**Extrait choisi**
..........

10. Plan séance 31/05/2016

PHILOPOP- 31-05-2016- Réflexions sur la tolérance

Cette séance est consacrée à une lecture du Traité théologico-politique de Spinoza (TTP, pour faire plus court), publiée anonymement en 1670. Il n’est pas certain que, dans les limites de temps de la séance, nous puissions développer la 3ème partie de notre propos. Il me paraît utile d’apporter un éclairage historique sur l’œuvre.

Introduction :

Spinoza (1632-1677) : une existence confrontée au problème de l’intolérance. Quelques repères biographiques et historiques utiles : l’expulsion des Juifs d’Espagne et du Portugal au XVIème siècle ; les Provinces-Unies au XVIIème siècle : une terre d’accueil prospère et ouverte au monde ; l’éloge de la République d’Amsterdam par Spinoza (préface et chapitre 20 du TTP).

Toutefois, il s’agit là d’une tolérance fragile et menacée : d’où les raisons de la rédaction du TTP (Lettre à Oldenburg, 1665) ; voir aussi le sous-titre éclairant du TTP. Spinoza vise à libérer ses lecteurs des « préjugés des théologiens ».

    1. Les causes et les conséquences de l’intolérance religieuse

a/ Le spectacle de la dénaturation de la religion (préface) ; la transformation de l’Ecriture sainte en instrument de haine et de discorde (début du chapitre 7).

b/ Les causes de l’intolérance : « l’ambition et l’avidité sordides » des théologiens qui ont besoin de la superstition des hommes, afin de faire passer leurs « inventions » pour la parole divine, et exercer ainsi un pouvoir sur les consciences.

c/ D’où une lecture « délirante » de la Bible qui exclut la raison : elle apparaît comme une lettre adressée directement par Dieu aux hommes, devant la vérité de laquelle chacun doit s’incliner (chapitre 7).

d/ La superstition est le moyen le plus efficace dont disposent les Etats despotiques, pour gouverner la multitude (et anéantir toute liberté de penser). Voir la préface.

    1. Elaborer une vraie méthode d’interprétation de l’Ecriture pour en dégager le sens, saisir la vraie nature de la foi, et libérer les esprits de la tutelle des théologiens

a/ La Bible n’est pas un traité savant destiné à enseigner la vérité sur la nature de Dieu et des choses : les prophètes sont des hommes doués d’une vive imagination qui s’imposent aux autres hommes par leurs qualités morales. L’exemple de l’ignorance de Josué (chapitres 1, 2 et 6).

b/ Il faut interpréter l’Ecriture comme le physicien étudie la nature, pour en dégager rationnellement le véritable sens. Distinguer le « sens d’un discours » de la « vérité des choses ». L’exemple de l’interprétation des paroles de Moïse : « Dieu est un feu, Dieu est jaloux » (chapitre 7)

..........

**Données**
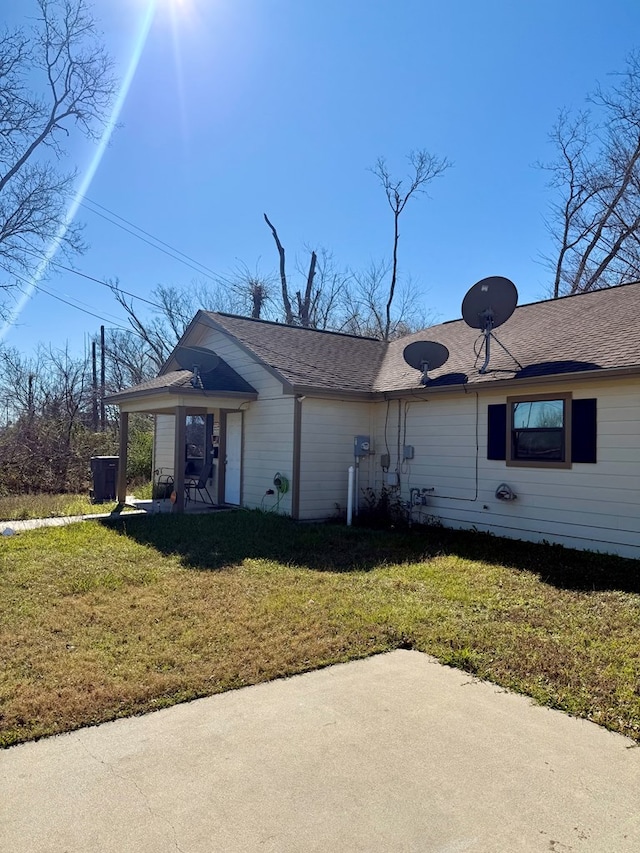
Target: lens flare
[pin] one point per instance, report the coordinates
(91, 170)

..........

**Consignes de l'exercice**
1 – Selon le plan de séance sur Spinoza, en quelle année le Traité théologico-politique a-t-il été publié ?
2 – Relevez tous les numéros de chapitre du Traité théologico-politique que mentionne le plan de séance sur Spinoza.
3 – Reprenez le plan de séance sur Spinoza à la suite de son dernier point.

**Réponses par consigne**
1 – En 1670, de façon anonyme.

2 – 1, 2, 6, 7 et 20.

3 –
c/ Le message principal de l’Ecriture est partout le même : Dieu commande aux hommes de pratiquer la justice et la charité.

d/ Les leçons de l’Ecriture : la foi et la raison n’ont pas le même objet (l’obéissance à Dieu/ la vérité) et sont donc deux domaines radicalement distincts. C’est de leur confusion que résultent l’intolérance et le fanatisme. La religion ne devient intolérante que lorsqu’elle sort des limites de sa fonction morale, quand elle prétend détenir la vérité et cherche à l’imposer en régissant la vie sociale

    1. La liberté de penser est nécessaire à l’Etat (chapitre 20)

a/ « Personne ne peut renoncer à la liberté de juger et d’opiner comme il veut » ; cette liberté procède du droit naturel qui constitue chaque individu.

b/ Pour former l’Etat, l’individu renonce « à son droit d’agir suivant le seul décret de sa pensée » au profit du souverain (par le « pacte social », celui-ci seul peut agir publiquement et décider des lois qui permettent d’assurer la paix civile), mais il ne renonce pas au droit de raisonner et de juger. Il faut ici distinguer les actes (seuls punissables quand ils transgressent les lois) et les paroles (qui peuvent les critiquer).

c/ Si l’Etat doit délimiter la sphère d’action des religions, il ne légifère pas sur les opinions et les croyances (qui relèvent du domaine privé des choix individuels)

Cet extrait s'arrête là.